:: STATED EXERCISE ::
Show every line in the entries below that contains the word "bark", matching case exactly.

[Entries from an annotation dataset]
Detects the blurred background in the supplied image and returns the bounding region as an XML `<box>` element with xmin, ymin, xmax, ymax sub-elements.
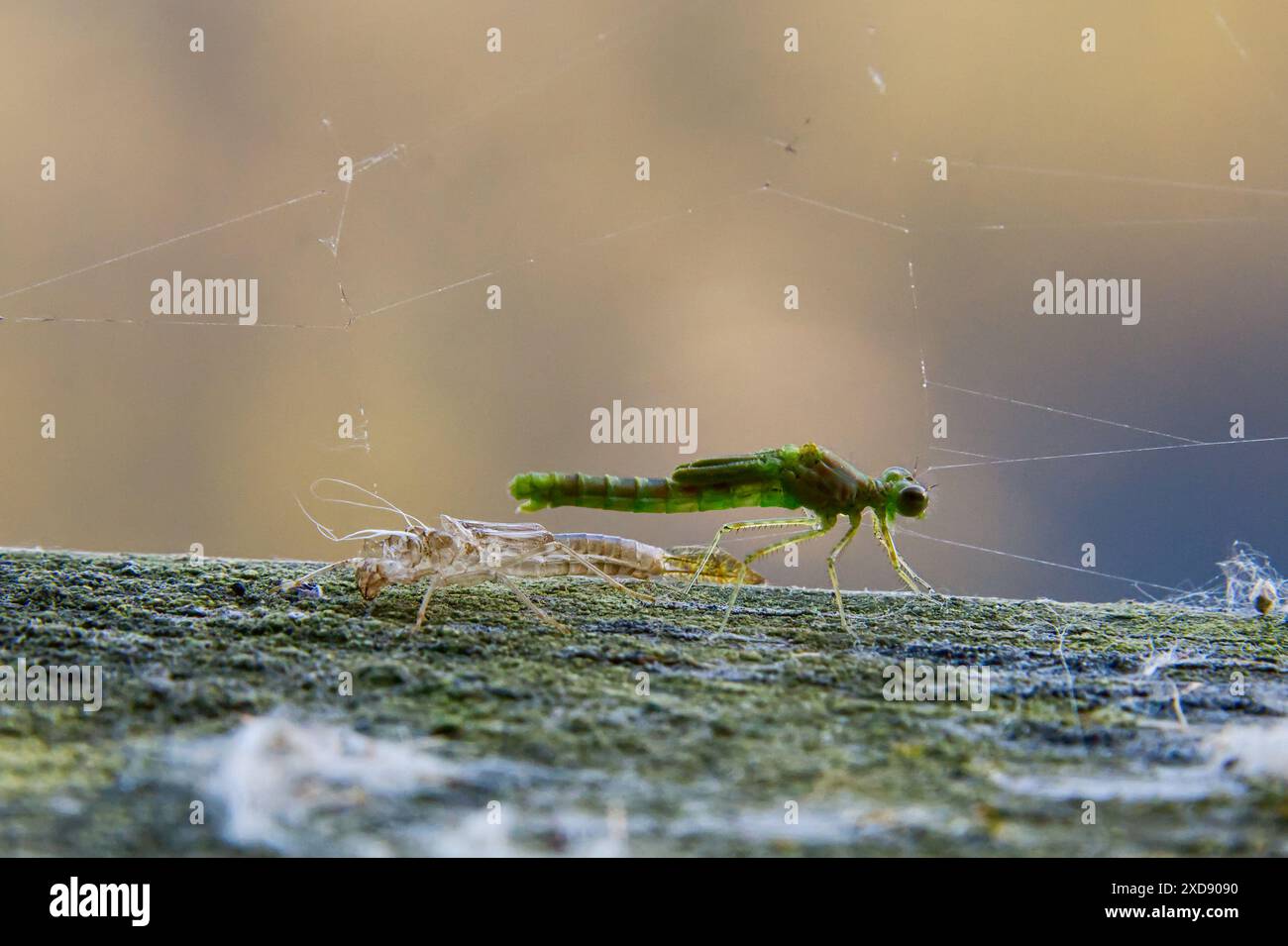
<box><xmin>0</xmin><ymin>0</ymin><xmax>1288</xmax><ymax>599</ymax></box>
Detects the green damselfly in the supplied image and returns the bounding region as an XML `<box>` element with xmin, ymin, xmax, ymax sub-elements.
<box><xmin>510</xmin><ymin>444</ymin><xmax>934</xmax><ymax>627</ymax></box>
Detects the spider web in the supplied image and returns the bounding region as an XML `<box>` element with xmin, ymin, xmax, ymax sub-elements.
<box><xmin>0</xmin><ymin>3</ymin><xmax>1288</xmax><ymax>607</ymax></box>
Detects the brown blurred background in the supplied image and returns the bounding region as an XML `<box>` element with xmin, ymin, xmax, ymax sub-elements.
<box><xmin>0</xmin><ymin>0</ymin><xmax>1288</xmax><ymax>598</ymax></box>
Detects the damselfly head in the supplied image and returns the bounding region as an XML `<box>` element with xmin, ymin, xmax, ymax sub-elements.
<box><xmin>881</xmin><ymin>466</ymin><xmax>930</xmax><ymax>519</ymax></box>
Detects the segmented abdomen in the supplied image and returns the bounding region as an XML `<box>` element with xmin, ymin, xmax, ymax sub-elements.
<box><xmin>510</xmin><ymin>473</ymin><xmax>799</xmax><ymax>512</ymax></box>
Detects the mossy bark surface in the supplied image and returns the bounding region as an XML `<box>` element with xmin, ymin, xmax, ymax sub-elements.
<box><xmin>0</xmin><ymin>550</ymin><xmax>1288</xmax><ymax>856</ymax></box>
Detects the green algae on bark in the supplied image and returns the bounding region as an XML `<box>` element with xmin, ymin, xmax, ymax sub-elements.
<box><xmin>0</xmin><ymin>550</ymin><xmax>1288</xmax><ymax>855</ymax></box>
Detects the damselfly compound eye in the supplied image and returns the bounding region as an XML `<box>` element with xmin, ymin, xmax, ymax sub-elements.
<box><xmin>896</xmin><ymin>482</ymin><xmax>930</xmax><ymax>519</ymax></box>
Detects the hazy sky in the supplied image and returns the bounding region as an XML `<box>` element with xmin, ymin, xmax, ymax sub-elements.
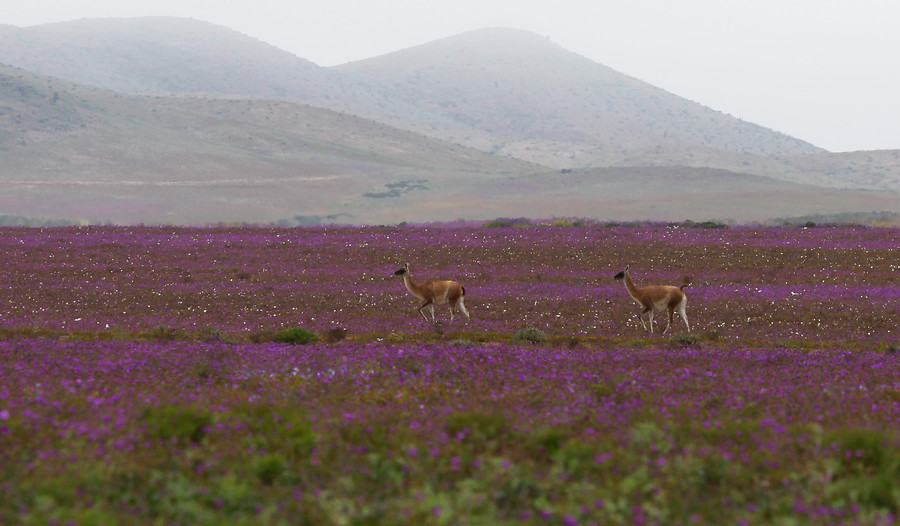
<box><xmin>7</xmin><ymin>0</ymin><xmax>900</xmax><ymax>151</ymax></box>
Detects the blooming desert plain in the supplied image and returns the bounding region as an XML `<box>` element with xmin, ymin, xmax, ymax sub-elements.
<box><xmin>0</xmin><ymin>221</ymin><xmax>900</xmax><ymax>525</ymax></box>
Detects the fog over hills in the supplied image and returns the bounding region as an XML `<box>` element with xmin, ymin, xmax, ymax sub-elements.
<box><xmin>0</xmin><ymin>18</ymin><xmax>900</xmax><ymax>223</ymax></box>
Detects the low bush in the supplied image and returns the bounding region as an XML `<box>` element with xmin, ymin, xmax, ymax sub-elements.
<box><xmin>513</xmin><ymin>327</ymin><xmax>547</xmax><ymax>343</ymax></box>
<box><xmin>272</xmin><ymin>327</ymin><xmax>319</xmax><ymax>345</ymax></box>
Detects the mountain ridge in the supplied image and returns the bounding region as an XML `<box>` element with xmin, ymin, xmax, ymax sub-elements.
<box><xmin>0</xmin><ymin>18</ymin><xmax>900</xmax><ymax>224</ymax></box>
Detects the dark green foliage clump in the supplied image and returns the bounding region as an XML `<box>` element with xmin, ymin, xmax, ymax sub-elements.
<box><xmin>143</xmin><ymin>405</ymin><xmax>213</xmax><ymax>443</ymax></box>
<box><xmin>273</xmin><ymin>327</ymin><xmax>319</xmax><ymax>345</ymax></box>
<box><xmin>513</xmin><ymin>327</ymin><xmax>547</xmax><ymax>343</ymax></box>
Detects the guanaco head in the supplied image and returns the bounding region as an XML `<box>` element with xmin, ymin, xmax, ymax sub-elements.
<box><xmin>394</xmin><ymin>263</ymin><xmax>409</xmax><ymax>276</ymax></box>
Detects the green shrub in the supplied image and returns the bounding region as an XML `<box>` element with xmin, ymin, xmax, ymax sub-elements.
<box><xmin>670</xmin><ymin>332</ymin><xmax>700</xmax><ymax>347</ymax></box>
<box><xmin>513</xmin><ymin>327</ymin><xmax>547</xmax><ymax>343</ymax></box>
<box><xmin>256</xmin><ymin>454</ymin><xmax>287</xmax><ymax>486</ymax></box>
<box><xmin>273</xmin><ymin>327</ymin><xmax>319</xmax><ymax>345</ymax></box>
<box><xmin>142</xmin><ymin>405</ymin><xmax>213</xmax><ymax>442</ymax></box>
---
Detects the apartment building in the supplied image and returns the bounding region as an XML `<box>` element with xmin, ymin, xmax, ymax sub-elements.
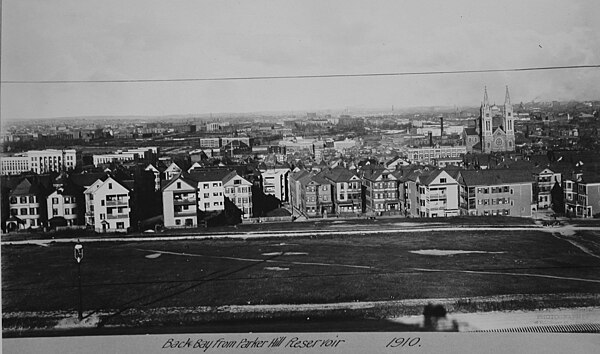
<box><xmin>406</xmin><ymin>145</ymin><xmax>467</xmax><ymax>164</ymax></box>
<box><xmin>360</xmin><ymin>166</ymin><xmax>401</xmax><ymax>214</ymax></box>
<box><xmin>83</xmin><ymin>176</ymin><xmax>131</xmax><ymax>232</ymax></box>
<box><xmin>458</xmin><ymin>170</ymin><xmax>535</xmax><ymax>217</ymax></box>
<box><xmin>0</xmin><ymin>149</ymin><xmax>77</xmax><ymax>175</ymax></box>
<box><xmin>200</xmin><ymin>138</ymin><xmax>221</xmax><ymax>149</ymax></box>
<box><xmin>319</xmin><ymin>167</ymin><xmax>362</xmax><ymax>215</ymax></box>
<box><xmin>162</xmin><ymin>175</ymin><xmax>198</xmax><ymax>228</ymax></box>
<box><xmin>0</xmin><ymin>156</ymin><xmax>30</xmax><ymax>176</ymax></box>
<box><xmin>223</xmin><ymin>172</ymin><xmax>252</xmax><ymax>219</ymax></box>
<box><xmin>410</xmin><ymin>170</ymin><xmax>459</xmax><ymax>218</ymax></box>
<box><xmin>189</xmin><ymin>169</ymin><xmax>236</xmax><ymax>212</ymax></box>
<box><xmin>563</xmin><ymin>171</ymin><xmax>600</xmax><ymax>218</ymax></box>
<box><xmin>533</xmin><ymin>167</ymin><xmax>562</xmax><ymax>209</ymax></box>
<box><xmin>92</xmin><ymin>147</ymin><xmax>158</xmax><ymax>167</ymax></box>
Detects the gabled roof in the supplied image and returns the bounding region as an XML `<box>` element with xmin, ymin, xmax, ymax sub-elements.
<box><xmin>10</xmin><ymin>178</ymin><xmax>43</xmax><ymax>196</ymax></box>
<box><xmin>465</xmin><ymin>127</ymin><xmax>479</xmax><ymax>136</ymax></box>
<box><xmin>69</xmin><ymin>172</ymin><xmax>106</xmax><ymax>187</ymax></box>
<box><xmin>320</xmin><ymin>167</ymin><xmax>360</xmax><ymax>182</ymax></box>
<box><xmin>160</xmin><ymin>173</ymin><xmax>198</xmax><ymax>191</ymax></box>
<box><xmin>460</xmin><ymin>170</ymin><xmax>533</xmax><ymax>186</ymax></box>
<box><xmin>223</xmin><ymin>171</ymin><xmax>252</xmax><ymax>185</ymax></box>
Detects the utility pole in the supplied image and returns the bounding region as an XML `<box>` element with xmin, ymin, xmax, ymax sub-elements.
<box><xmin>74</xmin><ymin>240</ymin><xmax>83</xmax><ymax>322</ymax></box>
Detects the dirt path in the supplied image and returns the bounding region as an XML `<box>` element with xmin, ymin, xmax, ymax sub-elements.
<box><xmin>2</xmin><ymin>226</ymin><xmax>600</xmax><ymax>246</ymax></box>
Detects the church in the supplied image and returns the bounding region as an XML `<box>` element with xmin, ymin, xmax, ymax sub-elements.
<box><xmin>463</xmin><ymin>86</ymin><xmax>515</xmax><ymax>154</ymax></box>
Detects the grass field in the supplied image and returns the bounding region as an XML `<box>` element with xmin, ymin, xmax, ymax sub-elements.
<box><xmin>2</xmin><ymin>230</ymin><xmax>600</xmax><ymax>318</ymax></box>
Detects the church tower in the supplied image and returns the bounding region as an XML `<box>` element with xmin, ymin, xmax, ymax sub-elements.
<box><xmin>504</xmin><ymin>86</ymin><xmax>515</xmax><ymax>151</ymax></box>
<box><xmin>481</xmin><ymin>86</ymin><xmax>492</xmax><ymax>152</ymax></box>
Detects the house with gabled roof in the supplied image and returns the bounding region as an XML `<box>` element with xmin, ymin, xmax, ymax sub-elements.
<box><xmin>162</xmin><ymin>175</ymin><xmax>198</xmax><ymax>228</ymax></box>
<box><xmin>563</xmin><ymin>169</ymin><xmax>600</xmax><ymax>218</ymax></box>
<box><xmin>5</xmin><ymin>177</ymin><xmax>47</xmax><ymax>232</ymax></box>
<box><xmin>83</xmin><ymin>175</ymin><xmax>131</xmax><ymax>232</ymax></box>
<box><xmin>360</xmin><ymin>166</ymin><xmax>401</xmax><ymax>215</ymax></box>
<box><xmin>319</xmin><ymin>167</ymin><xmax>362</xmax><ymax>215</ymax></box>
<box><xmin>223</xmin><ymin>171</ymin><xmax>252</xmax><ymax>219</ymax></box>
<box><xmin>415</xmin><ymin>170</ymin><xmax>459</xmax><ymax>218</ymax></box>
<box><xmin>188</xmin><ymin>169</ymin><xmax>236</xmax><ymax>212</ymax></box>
---
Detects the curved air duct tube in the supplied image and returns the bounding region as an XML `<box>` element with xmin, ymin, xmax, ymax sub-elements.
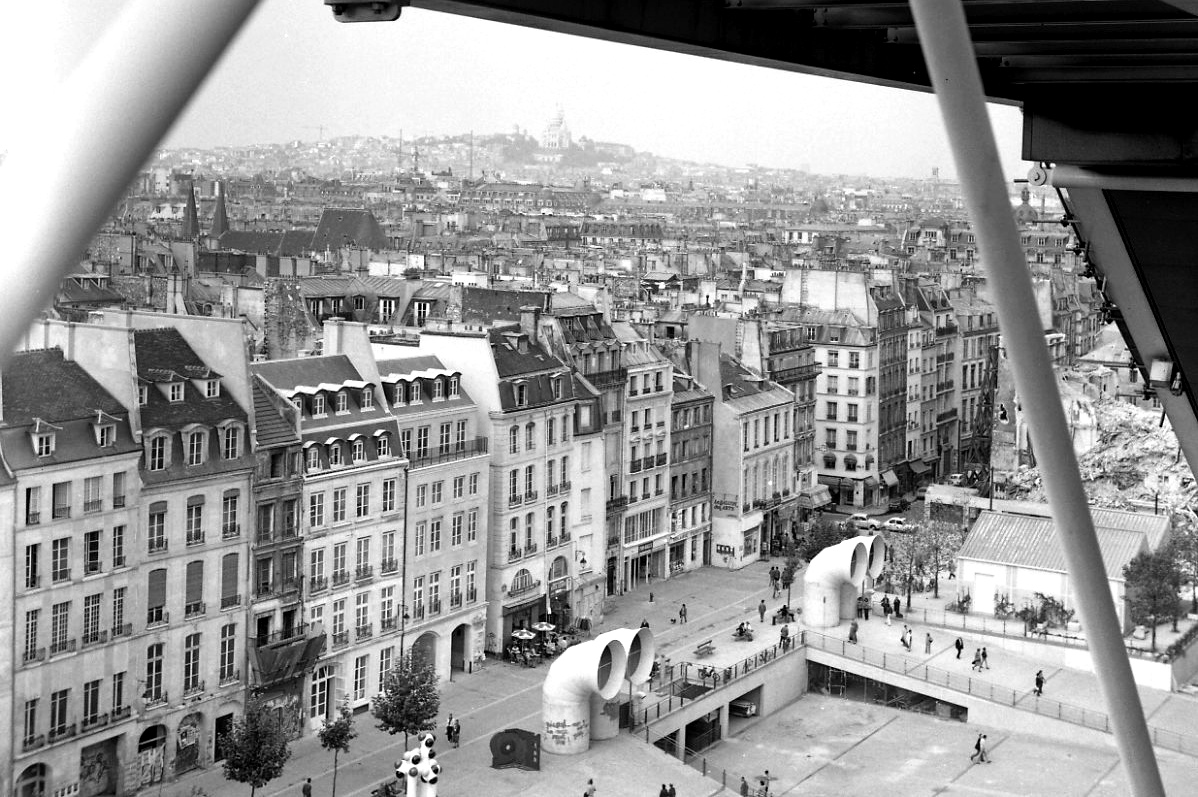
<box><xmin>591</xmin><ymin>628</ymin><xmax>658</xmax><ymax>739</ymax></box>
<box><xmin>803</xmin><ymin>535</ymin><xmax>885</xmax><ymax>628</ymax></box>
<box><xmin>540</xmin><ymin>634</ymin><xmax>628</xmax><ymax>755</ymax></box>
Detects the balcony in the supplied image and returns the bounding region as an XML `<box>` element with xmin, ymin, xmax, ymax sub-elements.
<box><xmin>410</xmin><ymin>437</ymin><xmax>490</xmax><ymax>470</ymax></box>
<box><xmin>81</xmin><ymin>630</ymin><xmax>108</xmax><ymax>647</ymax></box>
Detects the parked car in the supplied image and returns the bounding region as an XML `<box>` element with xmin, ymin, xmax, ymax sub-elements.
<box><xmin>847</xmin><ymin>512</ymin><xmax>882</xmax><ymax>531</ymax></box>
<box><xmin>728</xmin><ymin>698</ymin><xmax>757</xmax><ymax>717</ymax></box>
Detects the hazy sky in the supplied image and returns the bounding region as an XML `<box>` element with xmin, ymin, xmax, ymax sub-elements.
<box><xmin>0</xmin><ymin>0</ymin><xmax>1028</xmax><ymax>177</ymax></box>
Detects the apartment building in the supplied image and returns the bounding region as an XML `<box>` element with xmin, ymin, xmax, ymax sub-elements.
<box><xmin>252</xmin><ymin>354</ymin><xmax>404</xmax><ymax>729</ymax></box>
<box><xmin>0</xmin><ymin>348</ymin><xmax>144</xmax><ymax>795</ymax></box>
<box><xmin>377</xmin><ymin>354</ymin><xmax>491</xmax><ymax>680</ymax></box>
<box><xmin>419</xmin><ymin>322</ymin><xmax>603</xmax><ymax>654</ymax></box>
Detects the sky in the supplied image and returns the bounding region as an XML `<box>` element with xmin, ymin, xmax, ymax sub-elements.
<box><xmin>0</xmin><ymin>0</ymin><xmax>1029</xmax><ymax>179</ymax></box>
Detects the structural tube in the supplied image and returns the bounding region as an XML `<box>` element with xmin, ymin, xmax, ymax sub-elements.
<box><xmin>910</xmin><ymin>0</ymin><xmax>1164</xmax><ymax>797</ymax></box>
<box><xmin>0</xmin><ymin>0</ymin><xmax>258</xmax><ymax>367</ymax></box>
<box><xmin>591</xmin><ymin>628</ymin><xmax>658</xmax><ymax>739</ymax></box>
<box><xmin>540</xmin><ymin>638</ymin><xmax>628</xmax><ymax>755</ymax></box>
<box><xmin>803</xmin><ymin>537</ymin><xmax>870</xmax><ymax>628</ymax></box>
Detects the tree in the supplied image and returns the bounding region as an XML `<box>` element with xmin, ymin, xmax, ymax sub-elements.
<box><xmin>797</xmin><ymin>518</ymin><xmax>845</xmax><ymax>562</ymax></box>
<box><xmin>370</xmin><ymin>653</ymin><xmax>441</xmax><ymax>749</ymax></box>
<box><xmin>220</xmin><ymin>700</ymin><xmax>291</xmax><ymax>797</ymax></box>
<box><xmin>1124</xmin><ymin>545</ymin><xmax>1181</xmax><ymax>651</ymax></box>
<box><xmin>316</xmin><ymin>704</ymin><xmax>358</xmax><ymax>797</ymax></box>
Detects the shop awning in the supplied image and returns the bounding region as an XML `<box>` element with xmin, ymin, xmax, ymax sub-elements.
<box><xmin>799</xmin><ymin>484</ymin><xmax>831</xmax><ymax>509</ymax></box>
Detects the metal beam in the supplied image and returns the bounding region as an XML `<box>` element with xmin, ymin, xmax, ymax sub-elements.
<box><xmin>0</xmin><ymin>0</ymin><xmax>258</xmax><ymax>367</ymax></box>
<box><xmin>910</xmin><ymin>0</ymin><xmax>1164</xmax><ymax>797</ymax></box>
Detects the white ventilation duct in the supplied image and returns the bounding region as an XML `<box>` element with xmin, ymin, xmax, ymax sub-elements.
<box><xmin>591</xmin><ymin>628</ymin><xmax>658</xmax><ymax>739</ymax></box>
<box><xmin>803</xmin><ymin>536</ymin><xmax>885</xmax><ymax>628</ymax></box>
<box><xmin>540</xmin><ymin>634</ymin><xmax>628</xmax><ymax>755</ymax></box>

:: RESULT OF THE EXERCISE ::
Detects the mossy bark surface in the supplied image and returns the bounding region as an XML `<box>` element with xmin, ymin, xmax, ymax sub-elements.
Detects the green algae on bark in the supplied image and returns the bounding region as an XML `<box>` element with xmin, ymin, xmax, ymax sub-elements.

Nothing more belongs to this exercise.